Requirement:
Pick out each line in the material below that contains the word "visible", and copy those lines out.

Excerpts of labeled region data

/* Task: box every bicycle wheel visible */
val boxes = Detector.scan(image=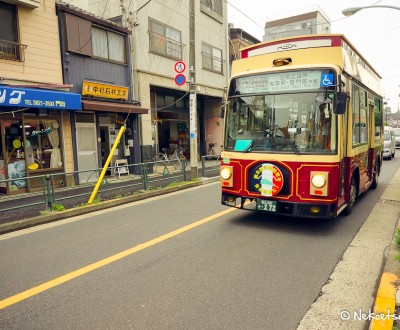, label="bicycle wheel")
[179,155,188,168]
[206,147,215,159]
[168,154,181,170]
[153,153,166,171]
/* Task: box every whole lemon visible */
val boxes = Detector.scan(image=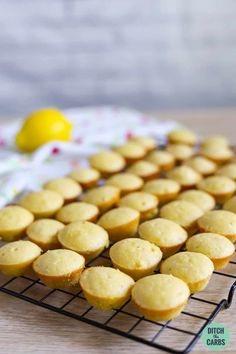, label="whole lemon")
[16,108,72,152]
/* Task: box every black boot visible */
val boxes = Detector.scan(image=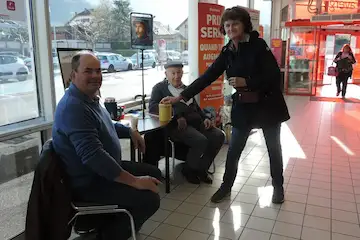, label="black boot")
[272,186,284,204]
[198,171,213,184]
[211,186,231,203]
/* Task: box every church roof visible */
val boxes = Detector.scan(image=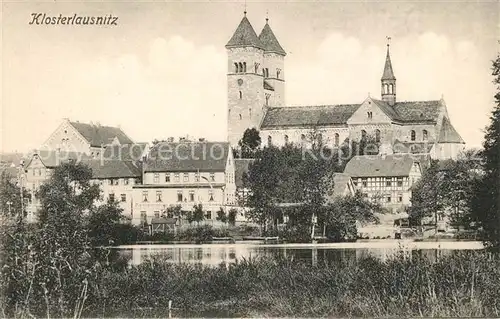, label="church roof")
[259,22,286,56]
[382,45,396,80]
[226,15,265,50]
[437,117,465,144]
[260,104,360,129]
[69,122,133,147]
[344,154,418,177]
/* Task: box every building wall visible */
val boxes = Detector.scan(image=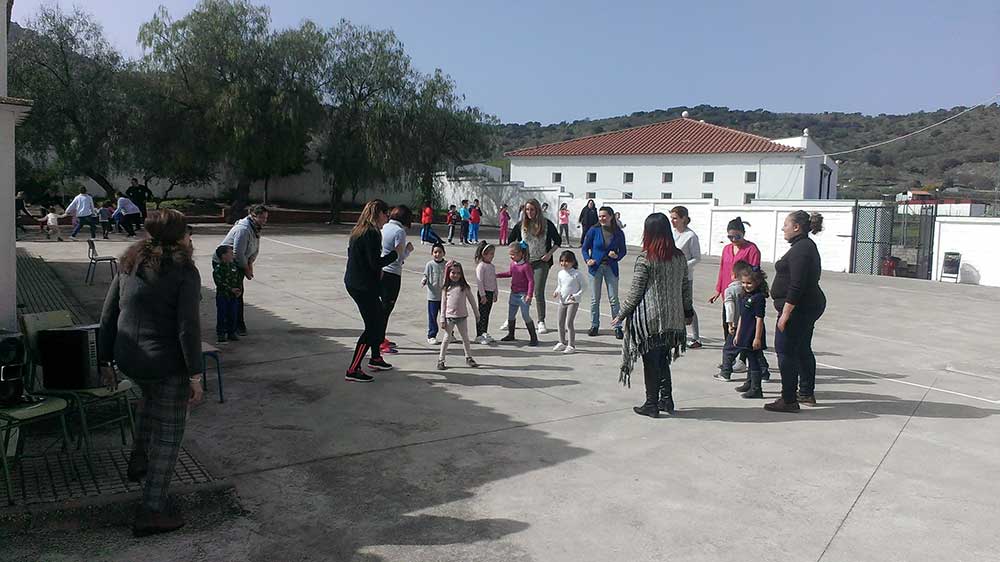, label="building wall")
[510,154,818,205]
[931,217,1000,287]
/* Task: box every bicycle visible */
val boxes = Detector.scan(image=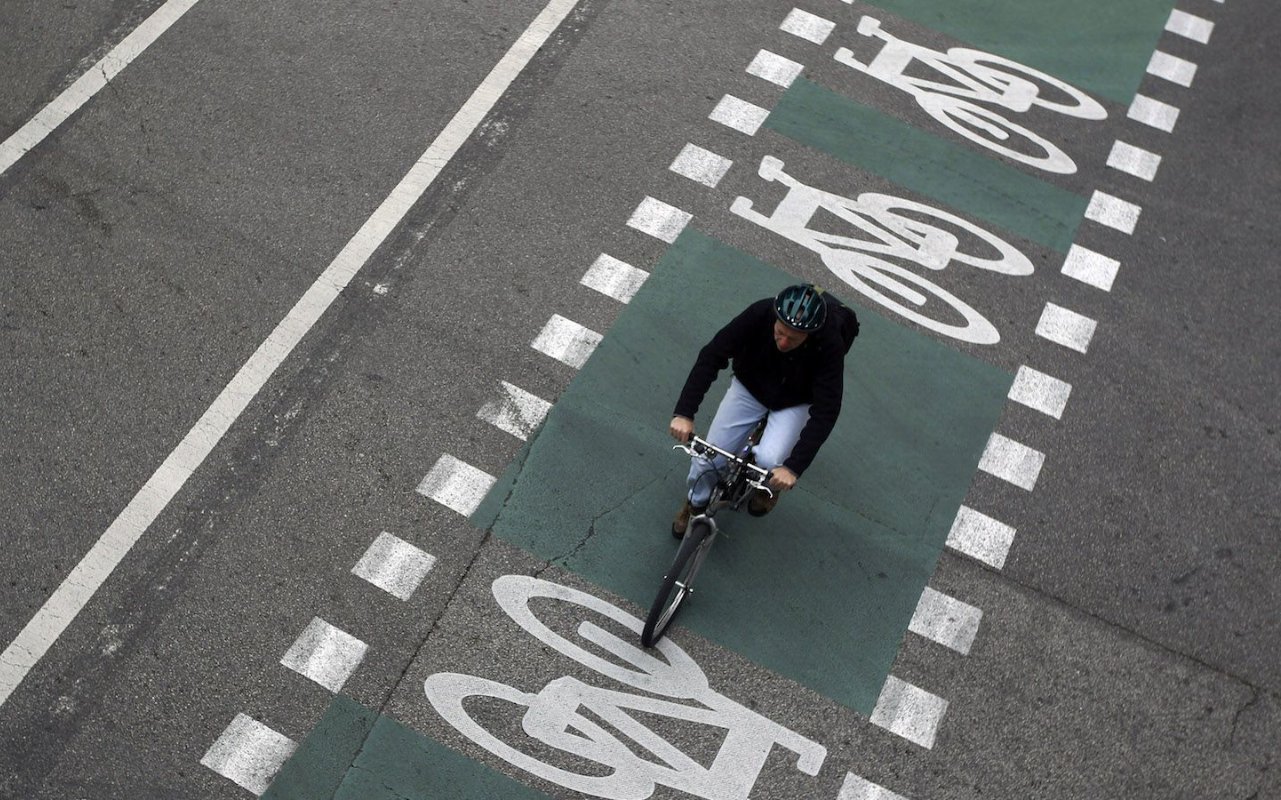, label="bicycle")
[641,422,774,648]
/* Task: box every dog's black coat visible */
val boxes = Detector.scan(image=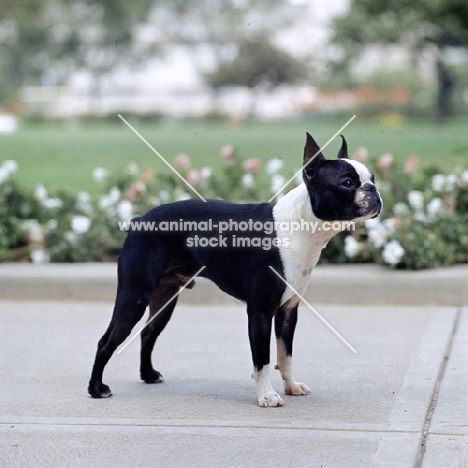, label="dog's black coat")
[88,134,381,406]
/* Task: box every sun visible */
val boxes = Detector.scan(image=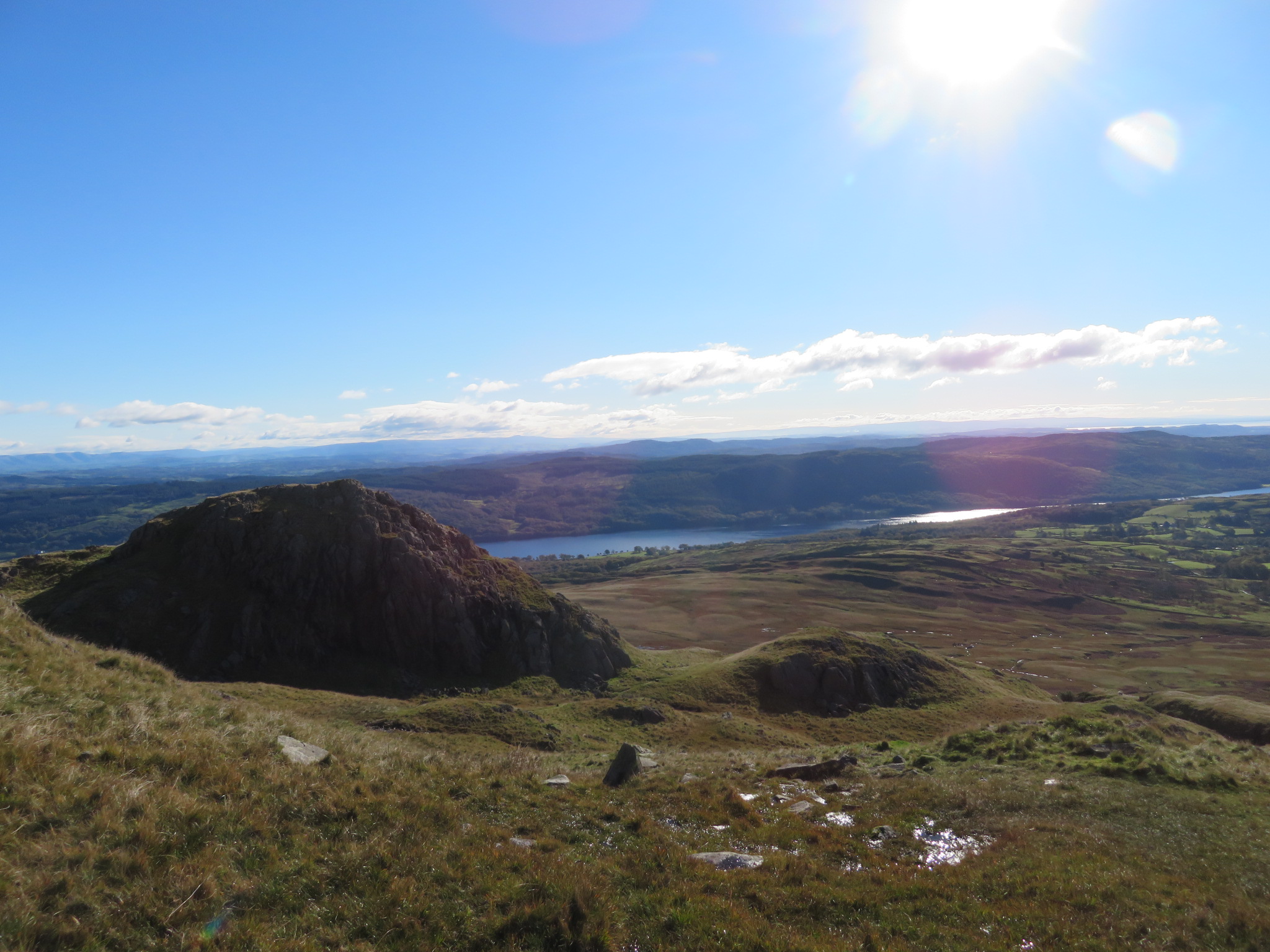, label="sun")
[899,0,1065,85]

Final result:
/* Task: box every bicycle wheel visible */
/* Task: box every whole lemon visible */
/* Task: box every black boot visible */
/* Task: box every church roof visible */
/* Task: box every building wall visible */
/* Task: box every bicycle visible */
/* Task: box every dog's black coat visible */
/* Task: box every sun visible */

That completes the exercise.